**INPUT MATERIAL:**
————
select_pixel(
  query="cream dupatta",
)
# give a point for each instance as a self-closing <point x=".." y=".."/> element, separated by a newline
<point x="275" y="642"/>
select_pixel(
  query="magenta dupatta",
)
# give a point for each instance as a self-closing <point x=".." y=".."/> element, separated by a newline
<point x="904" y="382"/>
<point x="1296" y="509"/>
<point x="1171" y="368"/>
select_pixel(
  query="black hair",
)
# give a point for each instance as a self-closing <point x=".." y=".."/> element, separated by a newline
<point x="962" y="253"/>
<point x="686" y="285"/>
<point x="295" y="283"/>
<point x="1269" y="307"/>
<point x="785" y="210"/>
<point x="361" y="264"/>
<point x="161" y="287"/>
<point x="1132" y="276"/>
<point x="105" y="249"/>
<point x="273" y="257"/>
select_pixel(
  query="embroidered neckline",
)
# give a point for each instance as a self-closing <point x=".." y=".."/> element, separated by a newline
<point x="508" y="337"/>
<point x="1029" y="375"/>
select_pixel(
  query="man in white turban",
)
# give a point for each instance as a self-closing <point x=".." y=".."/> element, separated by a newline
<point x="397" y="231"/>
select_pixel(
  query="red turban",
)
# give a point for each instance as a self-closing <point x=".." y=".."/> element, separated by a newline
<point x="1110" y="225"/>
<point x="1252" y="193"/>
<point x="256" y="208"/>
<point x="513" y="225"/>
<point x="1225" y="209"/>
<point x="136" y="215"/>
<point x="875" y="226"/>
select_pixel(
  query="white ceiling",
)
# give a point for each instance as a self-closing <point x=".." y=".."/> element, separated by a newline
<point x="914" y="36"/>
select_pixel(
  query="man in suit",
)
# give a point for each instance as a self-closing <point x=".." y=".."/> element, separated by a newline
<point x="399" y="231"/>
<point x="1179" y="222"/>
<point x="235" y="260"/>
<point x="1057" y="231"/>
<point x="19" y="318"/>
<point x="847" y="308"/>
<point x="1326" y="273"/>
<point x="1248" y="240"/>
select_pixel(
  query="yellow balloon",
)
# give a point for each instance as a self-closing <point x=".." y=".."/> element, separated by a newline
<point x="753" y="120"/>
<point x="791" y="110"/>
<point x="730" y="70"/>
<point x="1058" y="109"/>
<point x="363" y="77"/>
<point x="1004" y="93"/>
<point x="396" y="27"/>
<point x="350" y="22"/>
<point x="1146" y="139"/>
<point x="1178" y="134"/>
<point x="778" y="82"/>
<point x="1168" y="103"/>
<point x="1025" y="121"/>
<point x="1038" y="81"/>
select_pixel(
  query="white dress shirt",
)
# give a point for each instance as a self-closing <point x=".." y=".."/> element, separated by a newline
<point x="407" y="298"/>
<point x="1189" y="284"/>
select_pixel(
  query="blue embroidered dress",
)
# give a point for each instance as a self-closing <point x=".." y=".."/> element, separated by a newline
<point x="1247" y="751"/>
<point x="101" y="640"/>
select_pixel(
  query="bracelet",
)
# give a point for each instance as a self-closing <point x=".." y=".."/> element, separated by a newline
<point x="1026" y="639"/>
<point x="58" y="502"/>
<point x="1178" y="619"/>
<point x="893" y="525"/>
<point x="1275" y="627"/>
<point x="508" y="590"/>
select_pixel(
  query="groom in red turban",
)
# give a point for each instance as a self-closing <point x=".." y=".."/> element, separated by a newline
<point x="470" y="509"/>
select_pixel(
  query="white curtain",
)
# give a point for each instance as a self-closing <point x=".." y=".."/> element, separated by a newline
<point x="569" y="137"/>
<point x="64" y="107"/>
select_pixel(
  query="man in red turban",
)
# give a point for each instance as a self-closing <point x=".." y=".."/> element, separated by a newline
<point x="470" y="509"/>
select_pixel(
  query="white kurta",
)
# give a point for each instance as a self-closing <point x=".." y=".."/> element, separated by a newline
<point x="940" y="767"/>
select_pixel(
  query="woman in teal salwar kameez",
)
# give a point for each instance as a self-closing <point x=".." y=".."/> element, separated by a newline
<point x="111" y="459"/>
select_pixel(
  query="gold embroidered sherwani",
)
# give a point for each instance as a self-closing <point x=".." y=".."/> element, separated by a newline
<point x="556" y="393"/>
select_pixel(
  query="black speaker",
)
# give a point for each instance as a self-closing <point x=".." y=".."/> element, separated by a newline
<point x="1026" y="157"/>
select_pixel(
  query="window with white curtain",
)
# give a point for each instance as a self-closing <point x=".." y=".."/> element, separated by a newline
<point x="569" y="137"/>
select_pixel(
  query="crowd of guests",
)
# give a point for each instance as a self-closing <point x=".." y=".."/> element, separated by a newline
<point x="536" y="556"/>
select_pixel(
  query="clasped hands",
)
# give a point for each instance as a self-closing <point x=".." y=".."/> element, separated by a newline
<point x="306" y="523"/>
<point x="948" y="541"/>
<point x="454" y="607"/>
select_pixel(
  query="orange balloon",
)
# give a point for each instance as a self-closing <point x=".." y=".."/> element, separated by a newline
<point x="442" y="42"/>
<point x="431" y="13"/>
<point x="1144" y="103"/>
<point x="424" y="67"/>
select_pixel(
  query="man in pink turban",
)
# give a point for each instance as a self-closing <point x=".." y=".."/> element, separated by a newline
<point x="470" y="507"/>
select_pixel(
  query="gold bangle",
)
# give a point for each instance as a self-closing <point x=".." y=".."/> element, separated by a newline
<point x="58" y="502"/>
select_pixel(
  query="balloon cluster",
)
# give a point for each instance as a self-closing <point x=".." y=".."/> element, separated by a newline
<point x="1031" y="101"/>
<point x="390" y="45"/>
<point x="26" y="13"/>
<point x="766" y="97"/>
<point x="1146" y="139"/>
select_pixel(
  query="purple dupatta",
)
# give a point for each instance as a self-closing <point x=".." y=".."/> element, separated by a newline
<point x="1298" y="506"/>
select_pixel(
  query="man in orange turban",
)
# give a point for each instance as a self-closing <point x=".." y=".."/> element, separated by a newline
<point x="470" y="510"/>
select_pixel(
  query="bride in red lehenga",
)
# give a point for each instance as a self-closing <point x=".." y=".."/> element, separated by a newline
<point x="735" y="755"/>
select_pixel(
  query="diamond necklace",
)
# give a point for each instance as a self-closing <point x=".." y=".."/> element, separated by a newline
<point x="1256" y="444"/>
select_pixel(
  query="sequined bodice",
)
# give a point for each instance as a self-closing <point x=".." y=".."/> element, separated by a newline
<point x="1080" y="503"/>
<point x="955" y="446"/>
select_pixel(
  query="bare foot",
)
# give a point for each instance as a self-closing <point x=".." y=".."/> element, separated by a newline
————
**WHAT IS NEEDED:** Retype the listing. Match it exactly.

**TASK SOLUTION:**
select_pixel(
  query="cream dupatta",
)
# give a point for each instance as a self-closing <point x=".." y=".."/> element, separated by a newline
<point x="275" y="642"/>
select_pixel(
  query="magenta dupatta",
)
# give a point for each instance as a self-closing <point x=".." y=".."/> element, separated by a newline
<point x="904" y="382"/>
<point x="1296" y="509"/>
<point x="1171" y="368"/>
select_pixel(
  query="black hair",
)
# give a point for each instance as a self-closing <point x=".." y=".."/> element, separated by a newline
<point x="962" y="253"/>
<point x="686" y="285"/>
<point x="295" y="283"/>
<point x="1269" y="307"/>
<point x="785" y="210"/>
<point x="361" y="264"/>
<point x="161" y="287"/>
<point x="1132" y="276"/>
<point x="105" y="249"/>
<point x="273" y="257"/>
select_pixel(
  query="embroidered neckline",
)
# give a point for each instance as a self-closing <point x=".." y=".."/> element, separated by a newline
<point x="508" y="337"/>
<point x="1029" y="375"/>
select_pixel(
  query="man in white turban",
)
# give a point for each instance as a self-closing <point x=".." y=".."/> element, separated by a newline
<point x="397" y="231"/>
select_pixel(
  query="red turban",
)
# give a point for each instance as a self-closing <point x=".." y=".."/> element, separated by a newline
<point x="1110" y="225"/>
<point x="1252" y="193"/>
<point x="256" y="208"/>
<point x="513" y="225"/>
<point x="1225" y="209"/>
<point x="136" y="215"/>
<point x="875" y="226"/>
select_pixel(
  query="white ceiling",
)
# give a point for each instance as a self-closing <point x=".." y=".."/> element, separated by a newline
<point x="914" y="36"/>
select_pixel(
  query="man in suit",
)
# give a point for each instance as a self-closing <point x=".." y=".."/> element, separated by a newline
<point x="399" y="231"/>
<point x="1179" y="222"/>
<point x="235" y="260"/>
<point x="1057" y="231"/>
<point x="19" y="318"/>
<point x="847" y="308"/>
<point x="1326" y="273"/>
<point x="1248" y="240"/>
select_pixel(
  query="yellow balloon",
)
# give a point for each instance as a self-closing <point x=".." y=".."/> element, separated by a newline
<point x="753" y="120"/>
<point x="791" y="110"/>
<point x="730" y="70"/>
<point x="1058" y="109"/>
<point x="363" y="77"/>
<point x="1004" y="93"/>
<point x="396" y="27"/>
<point x="350" y="22"/>
<point x="1146" y="139"/>
<point x="1178" y="134"/>
<point x="778" y="82"/>
<point x="1168" y="103"/>
<point x="1025" y="121"/>
<point x="1038" y="81"/>
select_pixel(
  query="white dress shirt",
)
# give a point for each instance as a self-closing <point x=".." y=".."/> element, separated by a newline
<point x="407" y="298"/>
<point x="1189" y="284"/>
select_pixel(
  query="blue embroidered dress",
)
# give a point for each instance as a self-closing <point x=".." y=".."/> element, separated by a newline
<point x="1247" y="751"/>
<point x="101" y="640"/>
select_pixel(
  query="bracelet",
)
# give a point for each instance as a self-closing <point x=".." y=".."/> element, separated by a newline
<point x="1026" y="639"/>
<point x="58" y="502"/>
<point x="1178" y="619"/>
<point x="893" y="525"/>
<point x="1275" y="627"/>
<point x="508" y="590"/>
select_pixel(
  query="groom in red turban",
)
# give a point for each instance as a self-closing <point x=".." y=".."/> element, separated by a newline
<point x="470" y="509"/>
select_pixel(
  query="white curtain",
)
# give a point for each instance as a self-closing <point x=".." y=".."/> element, separated by a newline
<point x="569" y="137"/>
<point x="64" y="107"/>
select_pixel(
  query="man in red turban",
)
# give a point for each instance as a self-closing <point x=".." y=".."/> element, separated by a newline
<point x="470" y="509"/>
select_pixel(
  query="white kurta",
)
# give a point for each instance as a self-closing <point x=".." y=".."/> element, separated by a newline
<point x="940" y="767"/>
select_pixel(
  query="woman in teal salwar kameez",
)
# give a point for each instance as a self-closing <point x=".." y=".."/> element, separated by a newline
<point x="111" y="459"/>
select_pixel(
  query="gold embroidered sherwani",
)
# give a point for each instance as a self-closing <point x=".." y=".."/> element, separated by a newline
<point x="556" y="393"/>
select_pixel(
  query="black speaker",
)
# give a point for each instance as a self-closing <point x=".." y=".."/> element, separated by a newline
<point x="1026" y="157"/>
select_pixel(
  query="window with white curtain",
)
# give a point for each instance as a self-closing <point x=".." y=".."/> element, separated by a newline
<point x="569" y="137"/>
select_pixel(
  query="crowd of guests",
)
# give a point for each instance as a self-closing <point x=".." y=".."/> element, separated by a newline
<point x="536" y="556"/>
select_pixel(
  query="clasped hands",
)
# give a point for each instance as a self-closing <point x=".." y=".."/> element, separated by a newline
<point x="306" y="523"/>
<point x="948" y="541"/>
<point x="454" y="607"/>
select_pixel(
  query="orange balloon",
)
# give a point for each instance as a self-closing <point x=".." y=".."/> element, separated by a newline
<point x="442" y="42"/>
<point x="431" y="13"/>
<point x="1144" y="103"/>
<point x="424" y="67"/>
select_pixel(
  query="man in pink turban",
)
# give a point for each instance as a self-closing <point x=".." y=".."/> element, separated by a newline
<point x="470" y="507"/>
select_pixel(
  query="gold bangle",
)
# give a point for each instance as a self-closing <point x=".." y=".."/> element, separated by a newline
<point x="58" y="502"/>
select_pixel(
  query="balloon cluster",
)
# give a point for each instance as a self-closing <point x=".." y=".."/> element, separated by a newline
<point x="1031" y="101"/>
<point x="390" y="45"/>
<point x="26" y="13"/>
<point x="766" y="97"/>
<point x="1146" y="139"/>
select_pixel(
  query="purple dupatta",
)
# give a point for each instance as a self-closing <point x=".." y=".."/> element, separated by a newline
<point x="1298" y="506"/>
select_pixel(
  query="man in orange turban",
)
# give a point for each instance as a self-closing <point x=".." y=".."/> element, separated by a newline
<point x="470" y="510"/>
select_pixel(
  query="bride in red lehenga",
)
# give a point for each instance as a self-closing <point x=".." y=".."/> element, separated by a newline
<point x="735" y="755"/>
select_pixel(
  query="diamond necklace",
)
# give a point for each instance as a self-closing <point x=".." y=".."/> element, separated by a newline
<point x="1256" y="444"/>
select_pixel(
  query="sequined bodice",
)
# give a point for each instance as a self-closing <point x=".." y=".."/> element, separated by a newline
<point x="1080" y="503"/>
<point x="955" y="446"/>
select_pixel(
  query="bare foot",
)
# give a point for each instance as a self-closing <point x=".." y=".."/> element, separated by a newline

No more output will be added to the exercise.